> **O que fazer**: Organize todas as linhas dos dados abaixo em uma tabela Markdown com as colunas Num (número da linha) e Conteúdo, omitindo as linhas em branco. Deixe as imagens fora da resposta.

> **Entradas**:
━━━━━━━━━━
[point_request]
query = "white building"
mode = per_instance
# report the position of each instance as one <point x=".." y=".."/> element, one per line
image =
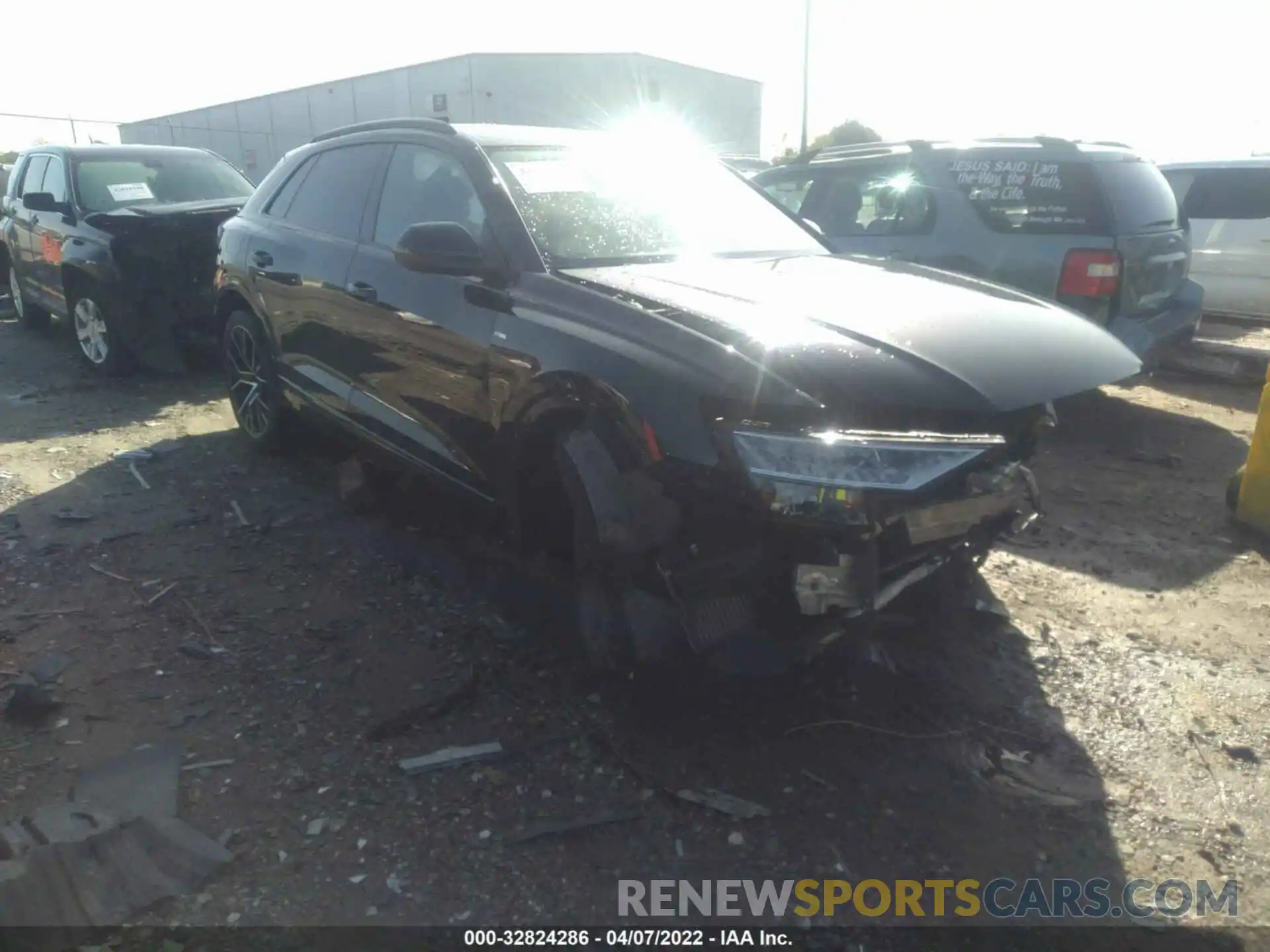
━━━━━━━━━━
> **Resposta do exercício**:
| Num | Conteúdo |
|---|---|
| 1 | [point_request] |
| 2 | query = "white building" |
| 3 | mode = per_instance |
| 4 | # report the position of each instance as one <point x=".." y=".."/> element, one per line |
| 5 | image = |